(Point localization data)
···

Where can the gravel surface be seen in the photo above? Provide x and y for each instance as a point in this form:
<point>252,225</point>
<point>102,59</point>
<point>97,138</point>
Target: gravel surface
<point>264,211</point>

···

- [WHAT IS NEEDED] The entries above are to be output exactly as they appear.

- [EXERCISE RESPONSE]
Where can the gravel surface be seen in the photo above? Provide x and y for each instance as a point in this form:
<point>252,225</point>
<point>102,59</point>
<point>97,138</point>
Target: gravel surface
<point>264,211</point>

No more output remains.